**PROBLEM REQUIREMENTS**
Please count the lines in the records that follow which contain the string "below", and give only that number.

** Begin DATA EXCERPTS **

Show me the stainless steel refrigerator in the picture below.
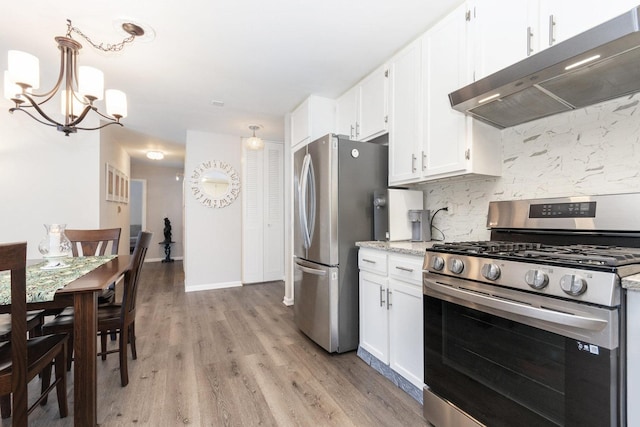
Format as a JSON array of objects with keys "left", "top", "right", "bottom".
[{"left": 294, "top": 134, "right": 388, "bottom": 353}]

** End DATA EXCERPTS **
** Begin DATA EXCERPTS **

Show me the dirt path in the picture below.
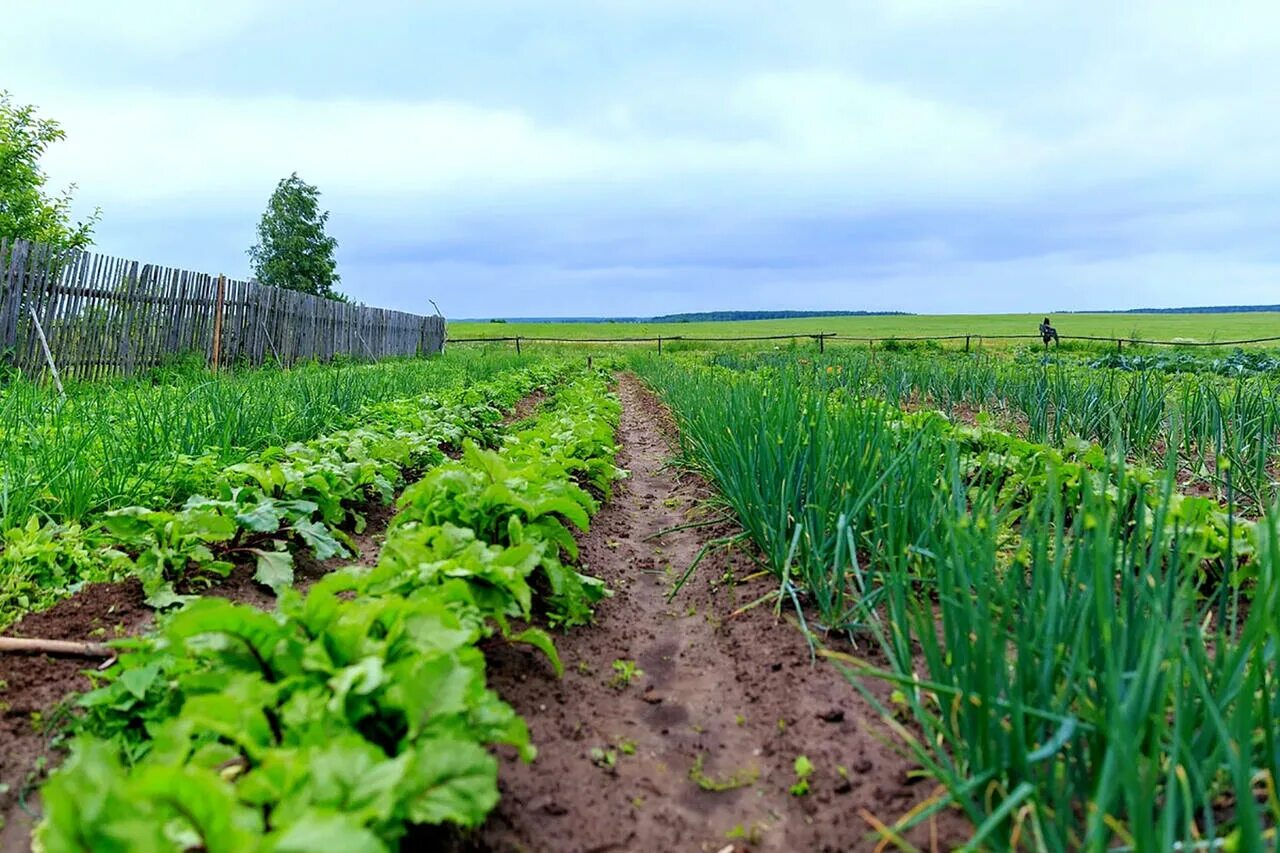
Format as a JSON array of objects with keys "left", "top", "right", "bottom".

** End DATA EXCERPTS **

**CORRECT ANSWER**
2